### TASK INPUTS
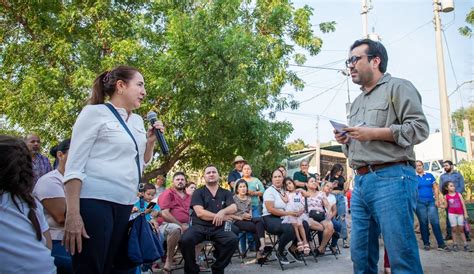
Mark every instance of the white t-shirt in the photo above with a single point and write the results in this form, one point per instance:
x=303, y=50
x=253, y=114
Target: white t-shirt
x=51, y=186
x=20, y=251
x=271, y=194
x=331, y=199
x=102, y=154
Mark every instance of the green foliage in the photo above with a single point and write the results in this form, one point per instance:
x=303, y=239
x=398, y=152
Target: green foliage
x=463, y=113
x=467, y=30
x=212, y=68
x=297, y=144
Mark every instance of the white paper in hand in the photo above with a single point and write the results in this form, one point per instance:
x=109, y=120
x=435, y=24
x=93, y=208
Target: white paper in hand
x=338, y=126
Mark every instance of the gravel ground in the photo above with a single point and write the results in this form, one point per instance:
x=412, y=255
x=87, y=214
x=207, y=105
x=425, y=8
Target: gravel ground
x=433, y=261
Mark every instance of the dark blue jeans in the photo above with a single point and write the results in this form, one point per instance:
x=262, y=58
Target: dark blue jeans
x=341, y=213
x=62, y=259
x=106, y=224
x=427, y=213
x=383, y=201
x=248, y=237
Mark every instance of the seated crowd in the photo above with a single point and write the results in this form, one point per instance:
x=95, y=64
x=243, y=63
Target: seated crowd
x=184, y=217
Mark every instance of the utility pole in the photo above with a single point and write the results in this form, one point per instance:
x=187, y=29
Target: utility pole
x=443, y=94
x=318, y=148
x=467, y=138
x=364, y=11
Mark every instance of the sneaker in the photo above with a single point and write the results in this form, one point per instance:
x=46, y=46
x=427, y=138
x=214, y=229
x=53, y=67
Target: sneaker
x=455, y=248
x=296, y=256
x=282, y=258
x=444, y=248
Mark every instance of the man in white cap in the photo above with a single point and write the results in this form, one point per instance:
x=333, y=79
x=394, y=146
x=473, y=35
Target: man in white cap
x=236, y=174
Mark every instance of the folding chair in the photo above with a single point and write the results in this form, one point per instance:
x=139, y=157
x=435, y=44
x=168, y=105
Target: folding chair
x=314, y=234
x=274, y=241
x=242, y=254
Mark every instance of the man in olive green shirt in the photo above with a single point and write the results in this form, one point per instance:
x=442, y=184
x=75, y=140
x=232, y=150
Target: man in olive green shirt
x=386, y=120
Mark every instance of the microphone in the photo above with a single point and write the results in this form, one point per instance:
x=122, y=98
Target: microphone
x=152, y=117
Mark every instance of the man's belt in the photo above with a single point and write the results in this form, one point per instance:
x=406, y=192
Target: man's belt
x=368, y=168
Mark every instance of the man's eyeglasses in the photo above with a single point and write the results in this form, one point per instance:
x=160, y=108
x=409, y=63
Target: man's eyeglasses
x=354, y=59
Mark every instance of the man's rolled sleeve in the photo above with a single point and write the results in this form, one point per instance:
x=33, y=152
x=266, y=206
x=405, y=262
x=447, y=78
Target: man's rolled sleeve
x=414, y=127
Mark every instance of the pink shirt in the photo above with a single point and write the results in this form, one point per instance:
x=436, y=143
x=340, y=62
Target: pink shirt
x=454, y=204
x=179, y=207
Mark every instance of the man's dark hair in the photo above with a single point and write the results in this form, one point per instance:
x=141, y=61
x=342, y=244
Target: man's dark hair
x=448, y=162
x=239, y=182
x=179, y=173
x=376, y=49
x=148, y=186
x=211, y=165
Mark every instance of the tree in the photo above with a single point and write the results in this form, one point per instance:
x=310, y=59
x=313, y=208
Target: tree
x=297, y=144
x=463, y=113
x=212, y=69
x=466, y=30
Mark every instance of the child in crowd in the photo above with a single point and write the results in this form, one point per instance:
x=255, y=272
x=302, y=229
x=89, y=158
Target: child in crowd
x=295, y=203
x=146, y=196
x=456, y=213
x=149, y=192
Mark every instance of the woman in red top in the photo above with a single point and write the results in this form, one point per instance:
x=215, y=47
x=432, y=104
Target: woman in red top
x=456, y=213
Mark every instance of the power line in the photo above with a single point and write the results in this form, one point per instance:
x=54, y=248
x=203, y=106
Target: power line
x=317, y=67
x=450, y=60
x=322, y=92
x=332, y=100
x=409, y=33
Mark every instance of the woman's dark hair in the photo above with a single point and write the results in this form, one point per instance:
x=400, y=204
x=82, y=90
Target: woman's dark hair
x=16, y=176
x=180, y=173
x=376, y=49
x=277, y=170
x=148, y=186
x=106, y=83
x=335, y=169
x=286, y=180
x=188, y=184
x=239, y=182
x=445, y=187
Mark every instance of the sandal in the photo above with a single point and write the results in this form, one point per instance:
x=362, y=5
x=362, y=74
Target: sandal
x=306, y=249
x=300, y=246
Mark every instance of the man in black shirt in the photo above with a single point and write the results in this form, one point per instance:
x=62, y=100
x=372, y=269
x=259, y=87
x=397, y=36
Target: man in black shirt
x=212, y=207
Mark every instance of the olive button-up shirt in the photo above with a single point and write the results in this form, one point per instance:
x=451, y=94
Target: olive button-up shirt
x=393, y=103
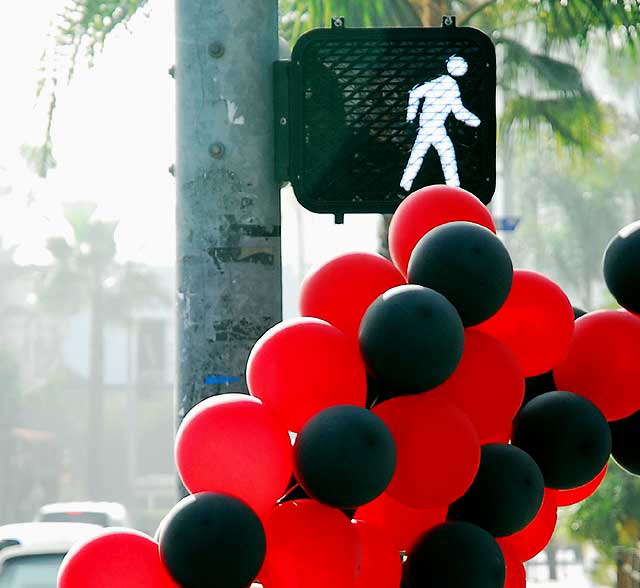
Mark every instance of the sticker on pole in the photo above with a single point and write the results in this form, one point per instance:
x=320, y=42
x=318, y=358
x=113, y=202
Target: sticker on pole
x=366, y=116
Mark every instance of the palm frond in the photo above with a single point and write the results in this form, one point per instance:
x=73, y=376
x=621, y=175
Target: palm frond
x=299, y=16
x=549, y=74
x=81, y=27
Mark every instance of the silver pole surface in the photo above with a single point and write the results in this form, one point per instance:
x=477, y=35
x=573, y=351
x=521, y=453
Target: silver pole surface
x=228, y=209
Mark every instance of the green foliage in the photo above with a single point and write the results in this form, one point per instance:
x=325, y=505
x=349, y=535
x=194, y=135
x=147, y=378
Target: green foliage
x=88, y=22
x=39, y=158
x=298, y=17
x=87, y=266
x=81, y=28
x=611, y=516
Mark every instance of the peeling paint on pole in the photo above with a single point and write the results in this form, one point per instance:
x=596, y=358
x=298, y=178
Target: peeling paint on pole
x=228, y=210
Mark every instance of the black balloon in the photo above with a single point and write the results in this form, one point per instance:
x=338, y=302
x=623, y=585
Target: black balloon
x=566, y=435
x=411, y=338
x=468, y=265
x=625, y=442
x=506, y=493
x=621, y=263
x=344, y=456
x=296, y=492
x=534, y=386
x=213, y=540
x=454, y=555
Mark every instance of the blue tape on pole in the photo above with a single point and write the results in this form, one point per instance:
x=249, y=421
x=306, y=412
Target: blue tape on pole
x=221, y=379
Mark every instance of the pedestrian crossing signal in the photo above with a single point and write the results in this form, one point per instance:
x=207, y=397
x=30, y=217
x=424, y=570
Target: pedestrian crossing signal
x=365, y=116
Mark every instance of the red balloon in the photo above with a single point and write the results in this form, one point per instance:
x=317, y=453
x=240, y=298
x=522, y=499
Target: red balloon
x=531, y=540
x=341, y=290
x=427, y=208
x=536, y=322
x=116, y=558
x=402, y=524
x=573, y=495
x=309, y=545
x=488, y=385
x=303, y=366
x=232, y=443
x=516, y=576
x=437, y=450
x=602, y=364
x=380, y=566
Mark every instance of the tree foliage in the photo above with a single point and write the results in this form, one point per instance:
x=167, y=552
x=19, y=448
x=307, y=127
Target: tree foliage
x=611, y=517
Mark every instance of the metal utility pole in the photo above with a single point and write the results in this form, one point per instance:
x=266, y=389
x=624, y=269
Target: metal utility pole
x=228, y=209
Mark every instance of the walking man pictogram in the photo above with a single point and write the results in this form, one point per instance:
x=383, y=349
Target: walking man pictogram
x=441, y=98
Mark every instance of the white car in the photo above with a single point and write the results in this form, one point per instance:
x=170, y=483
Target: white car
x=105, y=514
x=31, y=553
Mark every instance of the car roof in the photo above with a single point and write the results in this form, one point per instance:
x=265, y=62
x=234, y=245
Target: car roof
x=34, y=534
x=18, y=551
x=112, y=508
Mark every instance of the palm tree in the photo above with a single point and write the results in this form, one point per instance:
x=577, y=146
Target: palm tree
x=556, y=98
x=85, y=275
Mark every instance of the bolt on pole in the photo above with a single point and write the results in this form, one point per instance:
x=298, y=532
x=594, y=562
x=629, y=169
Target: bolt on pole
x=228, y=205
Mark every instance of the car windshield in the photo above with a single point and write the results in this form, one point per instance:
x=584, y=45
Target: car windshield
x=31, y=571
x=97, y=518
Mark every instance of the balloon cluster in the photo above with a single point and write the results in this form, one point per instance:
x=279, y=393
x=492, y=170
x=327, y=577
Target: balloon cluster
x=418, y=426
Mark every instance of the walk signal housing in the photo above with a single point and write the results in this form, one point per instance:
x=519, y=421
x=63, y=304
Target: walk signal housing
x=342, y=135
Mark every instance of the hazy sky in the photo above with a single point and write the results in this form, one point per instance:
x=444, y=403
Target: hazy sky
x=114, y=139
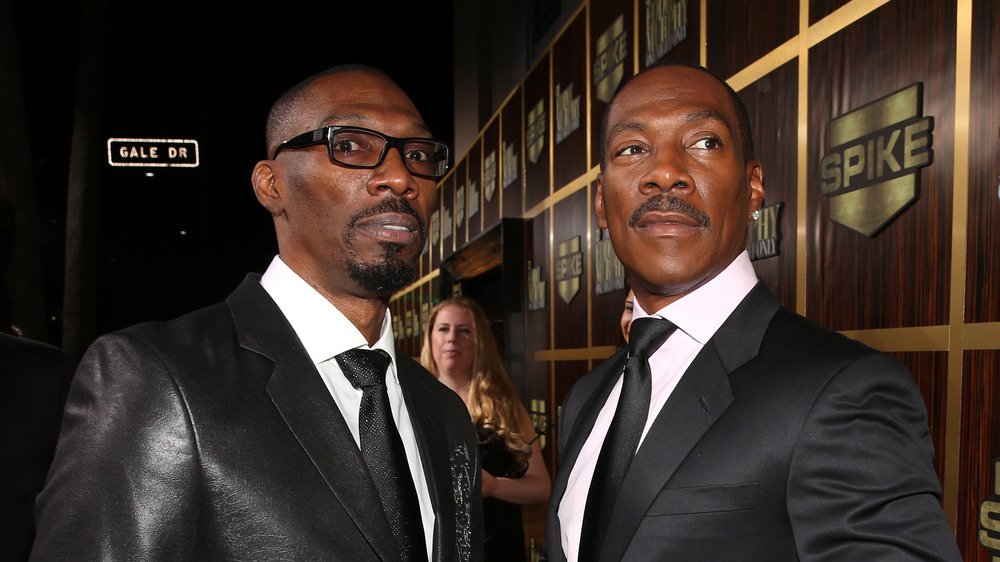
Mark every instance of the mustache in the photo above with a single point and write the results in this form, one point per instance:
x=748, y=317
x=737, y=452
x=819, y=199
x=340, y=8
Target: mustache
x=390, y=205
x=669, y=204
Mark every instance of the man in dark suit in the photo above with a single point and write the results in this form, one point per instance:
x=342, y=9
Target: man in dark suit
x=233, y=433
x=759, y=435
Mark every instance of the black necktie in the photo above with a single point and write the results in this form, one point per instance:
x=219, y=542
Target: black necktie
x=645, y=336
x=383, y=450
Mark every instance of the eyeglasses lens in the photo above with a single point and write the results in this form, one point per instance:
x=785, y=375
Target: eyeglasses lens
x=360, y=148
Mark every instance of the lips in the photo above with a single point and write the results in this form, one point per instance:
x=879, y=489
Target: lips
x=670, y=213
x=390, y=227
x=656, y=218
x=393, y=220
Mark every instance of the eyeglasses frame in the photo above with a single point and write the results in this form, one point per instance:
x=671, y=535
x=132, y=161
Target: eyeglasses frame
x=324, y=135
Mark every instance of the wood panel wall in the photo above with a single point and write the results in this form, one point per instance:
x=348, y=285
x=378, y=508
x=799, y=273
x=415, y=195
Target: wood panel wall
x=923, y=288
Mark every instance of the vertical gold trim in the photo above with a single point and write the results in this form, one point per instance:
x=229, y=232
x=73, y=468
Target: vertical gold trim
x=703, y=33
x=590, y=100
x=635, y=37
x=500, y=155
x=588, y=268
x=959, y=248
x=841, y=18
x=802, y=172
x=550, y=133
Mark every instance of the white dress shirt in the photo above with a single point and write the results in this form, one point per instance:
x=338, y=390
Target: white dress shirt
x=697, y=315
x=325, y=332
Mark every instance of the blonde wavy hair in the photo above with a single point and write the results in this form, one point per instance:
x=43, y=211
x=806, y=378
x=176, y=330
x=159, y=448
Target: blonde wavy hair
x=493, y=402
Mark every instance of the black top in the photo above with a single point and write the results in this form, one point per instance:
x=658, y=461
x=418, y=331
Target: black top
x=504, y=531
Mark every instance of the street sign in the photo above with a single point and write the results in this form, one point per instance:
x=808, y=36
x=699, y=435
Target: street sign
x=157, y=153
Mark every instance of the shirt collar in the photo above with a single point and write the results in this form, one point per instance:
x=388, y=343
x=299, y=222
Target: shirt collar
x=323, y=330
x=701, y=312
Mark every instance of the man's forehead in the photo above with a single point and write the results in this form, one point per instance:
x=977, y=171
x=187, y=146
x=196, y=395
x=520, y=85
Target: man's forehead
x=361, y=99
x=673, y=86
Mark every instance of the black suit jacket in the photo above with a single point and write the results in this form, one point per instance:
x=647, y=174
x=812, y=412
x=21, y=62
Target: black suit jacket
x=213, y=437
x=33, y=385
x=782, y=441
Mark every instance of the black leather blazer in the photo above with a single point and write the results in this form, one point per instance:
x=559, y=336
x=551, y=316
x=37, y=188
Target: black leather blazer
x=213, y=437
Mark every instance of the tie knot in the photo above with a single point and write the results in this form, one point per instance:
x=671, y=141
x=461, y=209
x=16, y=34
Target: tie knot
x=364, y=367
x=646, y=335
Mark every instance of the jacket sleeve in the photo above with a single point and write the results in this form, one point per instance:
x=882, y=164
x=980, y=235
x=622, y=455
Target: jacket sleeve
x=862, y=484
x=124, y=480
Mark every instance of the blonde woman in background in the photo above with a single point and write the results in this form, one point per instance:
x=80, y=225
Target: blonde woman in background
x=459, y=349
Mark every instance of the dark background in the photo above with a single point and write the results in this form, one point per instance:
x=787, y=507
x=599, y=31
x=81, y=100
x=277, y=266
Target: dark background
x=208, y=71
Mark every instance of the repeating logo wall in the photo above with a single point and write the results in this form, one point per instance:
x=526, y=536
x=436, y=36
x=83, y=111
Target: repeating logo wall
x=535, y=134
x=569, y=268
x=989, y=517
x=609, y=60
x=871, y=171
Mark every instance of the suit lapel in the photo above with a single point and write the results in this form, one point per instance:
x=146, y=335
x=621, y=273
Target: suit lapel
x=304, y=402
x=431, y=436
x=578, y=429
x=700, y=398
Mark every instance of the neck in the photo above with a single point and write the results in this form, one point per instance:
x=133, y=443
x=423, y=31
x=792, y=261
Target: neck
x=459, y=383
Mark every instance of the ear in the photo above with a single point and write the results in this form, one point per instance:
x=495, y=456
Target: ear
x=602, y=219
x=755, y=178
x=265, y=187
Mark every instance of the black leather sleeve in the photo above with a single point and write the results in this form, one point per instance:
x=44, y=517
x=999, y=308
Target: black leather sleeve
x=124, y=481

### YOUR TASK
Start with the line above that contains "x=879, y=489" and stop after the line that contains "x=418, y=331". Output those lines exactly, and only those.

### RESULT OF THE TASK
x=879, y=489
Target: lips
x=670, y=213
x=390, y=227
x=656, y=218
x=393, y=220
Mark every instance of the eyeglasses frame in the photo above with a single point and write the results in this form, one point per instance:
x=671, y=535
x=132, y=161
Target: eyeglasses frame
x=324, y=135
Mark every instance of the wood panel wall in the photo above with a single point and write the results in this form, one point per instance:
x=348, y=285
x=378, y=508
x=799, y=273
x=415, y=195
Target: wood panel wall
x=923, y=288
Mark every instance of the vertical gold trim in the photo above with a single point and write the results in this form, one point per instance:
x=229, y=232
x=73, y=468
Target: vertical gold trim
x=703, y=33
x=590, y=100
x=635, y=37
x=500, y=155
x=588, y=268
x=959, y=248
x=841, y=18
x=802, y=172
x=550, y=133
Mark every instance of the white dress shirt in the photo above with a single point and write the results in this form, one point per instance:
x=338, y=390
Target: white dress shirt
x=697, y=315
x=325, y=332
Mark every instance of the blonde wavy hair in the photo above with a single point and write the results in this form, one point per instance:
x=43, y=211
x=806, y=378
x=176, y=330
x=159, y=448
Target: blonde wavy hair
x=493, y=402
Mark every instance of the black top in the photo above with a single point and write the results in this form, one point per instance:
x=658, y=461
x=418, y=331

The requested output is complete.